━━━ DATA SUPPLIED

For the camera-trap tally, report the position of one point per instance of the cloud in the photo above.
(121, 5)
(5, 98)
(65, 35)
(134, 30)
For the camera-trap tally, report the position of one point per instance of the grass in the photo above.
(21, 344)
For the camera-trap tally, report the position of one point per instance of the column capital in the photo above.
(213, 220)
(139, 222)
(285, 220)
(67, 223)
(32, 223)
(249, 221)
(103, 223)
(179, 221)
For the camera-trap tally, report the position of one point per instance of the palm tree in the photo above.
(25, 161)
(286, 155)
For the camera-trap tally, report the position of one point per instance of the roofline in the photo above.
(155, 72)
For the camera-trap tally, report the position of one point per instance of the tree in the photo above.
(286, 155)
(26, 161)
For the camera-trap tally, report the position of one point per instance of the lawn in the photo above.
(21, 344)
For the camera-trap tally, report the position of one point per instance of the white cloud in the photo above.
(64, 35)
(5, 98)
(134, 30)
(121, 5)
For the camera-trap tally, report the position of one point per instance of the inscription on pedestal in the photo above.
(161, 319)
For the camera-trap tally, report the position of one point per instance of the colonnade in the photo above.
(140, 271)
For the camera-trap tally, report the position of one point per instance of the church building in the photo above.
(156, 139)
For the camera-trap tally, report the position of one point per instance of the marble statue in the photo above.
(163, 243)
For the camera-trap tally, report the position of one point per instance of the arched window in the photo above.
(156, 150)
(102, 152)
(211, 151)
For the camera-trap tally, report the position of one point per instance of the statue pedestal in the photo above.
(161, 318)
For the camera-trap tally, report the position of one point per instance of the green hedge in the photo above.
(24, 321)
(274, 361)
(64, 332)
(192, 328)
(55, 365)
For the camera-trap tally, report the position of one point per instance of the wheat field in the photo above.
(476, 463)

━━━━━━
━━━ DATA SUPPLIED

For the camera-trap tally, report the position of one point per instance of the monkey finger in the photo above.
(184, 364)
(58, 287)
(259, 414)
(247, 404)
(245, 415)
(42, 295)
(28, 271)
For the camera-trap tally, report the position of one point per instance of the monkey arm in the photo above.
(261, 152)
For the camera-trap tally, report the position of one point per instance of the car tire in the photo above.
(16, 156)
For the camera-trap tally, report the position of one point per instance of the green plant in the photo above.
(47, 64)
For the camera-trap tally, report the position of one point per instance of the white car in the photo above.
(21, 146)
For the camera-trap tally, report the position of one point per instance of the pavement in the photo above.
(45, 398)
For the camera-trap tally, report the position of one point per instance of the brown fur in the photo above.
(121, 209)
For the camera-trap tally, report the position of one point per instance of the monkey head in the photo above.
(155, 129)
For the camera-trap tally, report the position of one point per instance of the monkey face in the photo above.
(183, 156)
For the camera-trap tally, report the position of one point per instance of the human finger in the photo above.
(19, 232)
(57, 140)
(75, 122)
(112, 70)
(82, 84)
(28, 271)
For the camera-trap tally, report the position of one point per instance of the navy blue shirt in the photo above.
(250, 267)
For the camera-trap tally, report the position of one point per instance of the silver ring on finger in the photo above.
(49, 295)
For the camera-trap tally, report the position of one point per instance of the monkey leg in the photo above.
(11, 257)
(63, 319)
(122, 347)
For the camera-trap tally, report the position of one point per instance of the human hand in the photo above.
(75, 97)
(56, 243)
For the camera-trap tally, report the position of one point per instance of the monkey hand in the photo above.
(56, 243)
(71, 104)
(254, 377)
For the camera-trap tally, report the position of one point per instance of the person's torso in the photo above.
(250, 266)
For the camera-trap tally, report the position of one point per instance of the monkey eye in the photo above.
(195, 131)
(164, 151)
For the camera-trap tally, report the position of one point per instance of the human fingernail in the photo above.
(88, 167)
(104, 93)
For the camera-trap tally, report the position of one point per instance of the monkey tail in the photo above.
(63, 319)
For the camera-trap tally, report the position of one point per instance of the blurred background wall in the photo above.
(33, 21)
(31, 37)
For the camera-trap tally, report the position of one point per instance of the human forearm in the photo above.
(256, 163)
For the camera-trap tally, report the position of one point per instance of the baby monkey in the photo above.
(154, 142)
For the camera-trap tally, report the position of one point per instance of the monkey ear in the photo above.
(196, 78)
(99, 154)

━━━━━━

— PROBLEM TO SOLVE —
Copy each line in the two blocks above that contains the string "statue".

— THE RESULT —
For the camera-trap tally, report the position of one point per instance of the marble statue in the photo above.
For the camera-trap tally, report the position of one point per instance of the statue pedestal in the photo above.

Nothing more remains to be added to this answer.